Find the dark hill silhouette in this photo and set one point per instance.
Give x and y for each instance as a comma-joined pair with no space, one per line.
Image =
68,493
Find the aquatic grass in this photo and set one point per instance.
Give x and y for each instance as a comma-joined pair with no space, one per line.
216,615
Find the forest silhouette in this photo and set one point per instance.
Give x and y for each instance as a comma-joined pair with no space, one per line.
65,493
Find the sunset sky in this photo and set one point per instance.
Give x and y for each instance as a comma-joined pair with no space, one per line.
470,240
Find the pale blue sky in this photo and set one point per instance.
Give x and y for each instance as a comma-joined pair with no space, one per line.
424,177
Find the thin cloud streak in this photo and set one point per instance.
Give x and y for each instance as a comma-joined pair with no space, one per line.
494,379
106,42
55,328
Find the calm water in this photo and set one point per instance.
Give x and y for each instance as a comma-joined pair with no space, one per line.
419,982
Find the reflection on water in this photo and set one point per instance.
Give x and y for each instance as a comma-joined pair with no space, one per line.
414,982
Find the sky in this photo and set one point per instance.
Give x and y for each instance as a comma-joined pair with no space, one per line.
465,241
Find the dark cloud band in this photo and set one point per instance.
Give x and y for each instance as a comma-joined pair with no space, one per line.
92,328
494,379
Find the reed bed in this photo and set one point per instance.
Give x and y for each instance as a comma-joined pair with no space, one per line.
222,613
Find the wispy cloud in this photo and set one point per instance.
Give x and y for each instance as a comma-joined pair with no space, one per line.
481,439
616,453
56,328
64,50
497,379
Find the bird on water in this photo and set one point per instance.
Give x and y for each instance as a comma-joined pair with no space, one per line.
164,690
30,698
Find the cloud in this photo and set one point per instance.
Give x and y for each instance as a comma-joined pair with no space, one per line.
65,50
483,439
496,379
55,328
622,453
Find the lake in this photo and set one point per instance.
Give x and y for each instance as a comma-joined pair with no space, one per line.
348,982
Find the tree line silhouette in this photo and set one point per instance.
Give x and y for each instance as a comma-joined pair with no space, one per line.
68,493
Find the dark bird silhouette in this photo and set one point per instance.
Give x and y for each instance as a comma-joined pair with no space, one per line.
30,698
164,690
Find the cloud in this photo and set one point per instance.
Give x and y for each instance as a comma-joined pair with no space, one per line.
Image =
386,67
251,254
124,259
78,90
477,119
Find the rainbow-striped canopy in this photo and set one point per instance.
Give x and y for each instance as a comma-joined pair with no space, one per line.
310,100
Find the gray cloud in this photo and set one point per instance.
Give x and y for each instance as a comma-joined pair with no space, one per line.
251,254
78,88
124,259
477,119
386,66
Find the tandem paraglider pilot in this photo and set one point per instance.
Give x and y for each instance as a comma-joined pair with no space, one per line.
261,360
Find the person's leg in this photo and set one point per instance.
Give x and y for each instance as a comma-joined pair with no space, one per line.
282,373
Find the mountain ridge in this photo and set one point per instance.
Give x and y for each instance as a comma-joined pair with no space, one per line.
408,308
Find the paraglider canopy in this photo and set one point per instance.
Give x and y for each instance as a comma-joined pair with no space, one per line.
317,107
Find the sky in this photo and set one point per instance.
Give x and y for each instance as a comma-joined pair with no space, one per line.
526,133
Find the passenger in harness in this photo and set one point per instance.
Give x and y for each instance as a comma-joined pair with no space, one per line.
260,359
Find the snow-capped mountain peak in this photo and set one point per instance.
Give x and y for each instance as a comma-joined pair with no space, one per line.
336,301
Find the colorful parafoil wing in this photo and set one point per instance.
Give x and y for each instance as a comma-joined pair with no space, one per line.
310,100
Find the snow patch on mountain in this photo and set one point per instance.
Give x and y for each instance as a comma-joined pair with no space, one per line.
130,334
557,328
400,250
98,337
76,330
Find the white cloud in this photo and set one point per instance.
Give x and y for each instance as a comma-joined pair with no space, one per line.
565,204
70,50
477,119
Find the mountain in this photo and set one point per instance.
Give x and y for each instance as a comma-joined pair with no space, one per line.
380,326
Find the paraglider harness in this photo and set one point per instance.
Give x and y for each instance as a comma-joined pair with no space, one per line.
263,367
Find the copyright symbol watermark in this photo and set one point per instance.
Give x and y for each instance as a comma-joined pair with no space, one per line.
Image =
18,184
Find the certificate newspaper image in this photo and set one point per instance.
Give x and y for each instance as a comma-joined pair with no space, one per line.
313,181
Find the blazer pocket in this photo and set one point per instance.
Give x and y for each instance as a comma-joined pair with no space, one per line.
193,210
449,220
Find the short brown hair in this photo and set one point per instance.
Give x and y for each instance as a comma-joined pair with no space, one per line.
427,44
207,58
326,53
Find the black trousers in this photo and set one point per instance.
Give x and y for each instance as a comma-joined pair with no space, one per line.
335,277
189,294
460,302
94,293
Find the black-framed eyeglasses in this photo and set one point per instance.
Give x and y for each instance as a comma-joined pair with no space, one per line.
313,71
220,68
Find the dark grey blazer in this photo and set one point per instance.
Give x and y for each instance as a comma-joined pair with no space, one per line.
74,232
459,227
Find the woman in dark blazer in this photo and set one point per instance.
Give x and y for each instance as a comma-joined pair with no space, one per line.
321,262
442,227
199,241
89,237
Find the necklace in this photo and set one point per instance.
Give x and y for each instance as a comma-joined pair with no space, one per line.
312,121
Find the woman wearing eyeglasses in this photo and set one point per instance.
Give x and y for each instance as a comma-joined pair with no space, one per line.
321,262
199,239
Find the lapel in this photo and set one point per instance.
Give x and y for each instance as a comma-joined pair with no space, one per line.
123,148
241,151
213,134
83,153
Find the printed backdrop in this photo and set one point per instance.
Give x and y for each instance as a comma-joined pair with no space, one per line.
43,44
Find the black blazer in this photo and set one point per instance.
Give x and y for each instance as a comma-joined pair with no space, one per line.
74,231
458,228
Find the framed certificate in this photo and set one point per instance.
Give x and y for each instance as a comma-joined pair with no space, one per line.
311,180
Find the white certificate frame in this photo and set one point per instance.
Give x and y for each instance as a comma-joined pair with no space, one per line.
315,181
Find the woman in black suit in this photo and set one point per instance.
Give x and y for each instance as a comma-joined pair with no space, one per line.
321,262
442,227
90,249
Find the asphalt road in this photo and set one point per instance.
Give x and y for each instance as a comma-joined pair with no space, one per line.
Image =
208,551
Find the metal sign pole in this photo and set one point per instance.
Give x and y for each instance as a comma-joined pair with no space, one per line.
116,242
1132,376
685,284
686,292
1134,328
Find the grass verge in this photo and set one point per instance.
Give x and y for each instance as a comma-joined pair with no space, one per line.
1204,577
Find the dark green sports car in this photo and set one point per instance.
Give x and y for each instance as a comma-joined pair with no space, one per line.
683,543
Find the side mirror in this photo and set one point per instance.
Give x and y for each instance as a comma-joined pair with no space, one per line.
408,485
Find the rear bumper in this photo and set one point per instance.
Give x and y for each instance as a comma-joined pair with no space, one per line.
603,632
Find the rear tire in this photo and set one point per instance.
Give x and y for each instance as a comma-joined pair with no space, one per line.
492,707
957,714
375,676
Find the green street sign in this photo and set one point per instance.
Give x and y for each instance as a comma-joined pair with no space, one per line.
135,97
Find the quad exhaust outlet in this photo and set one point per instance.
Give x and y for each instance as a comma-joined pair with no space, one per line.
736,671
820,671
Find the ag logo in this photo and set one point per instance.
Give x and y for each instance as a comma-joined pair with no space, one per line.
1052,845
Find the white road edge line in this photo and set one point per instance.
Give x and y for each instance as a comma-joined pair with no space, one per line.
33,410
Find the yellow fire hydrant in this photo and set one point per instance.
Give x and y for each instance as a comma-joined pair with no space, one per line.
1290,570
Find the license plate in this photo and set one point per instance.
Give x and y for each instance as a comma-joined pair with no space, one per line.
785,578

--

#### Task description
All that is needed is the opening run of the data, given again exactly: please include every line from the first through the line with "Find the sunset", both ends kept.

#### Response to the task
Find the dark hill silhouette in this photo and set one point per instance.
Give x and y for each instance as a comma-joined pair with no space, one per line.
Image =
68,493
Find the aquatic grass in this photo and set one point per instance.
Give x and y for each instance as a comma-joined pair with no space, one per line.
216,615
Find the forest silhouette in this photo and set one point per instance.
Give x and y for each instance as a comma-joined pair with no space, one per line.
65,493
Find the sunset sky in this photo and set one point per instance.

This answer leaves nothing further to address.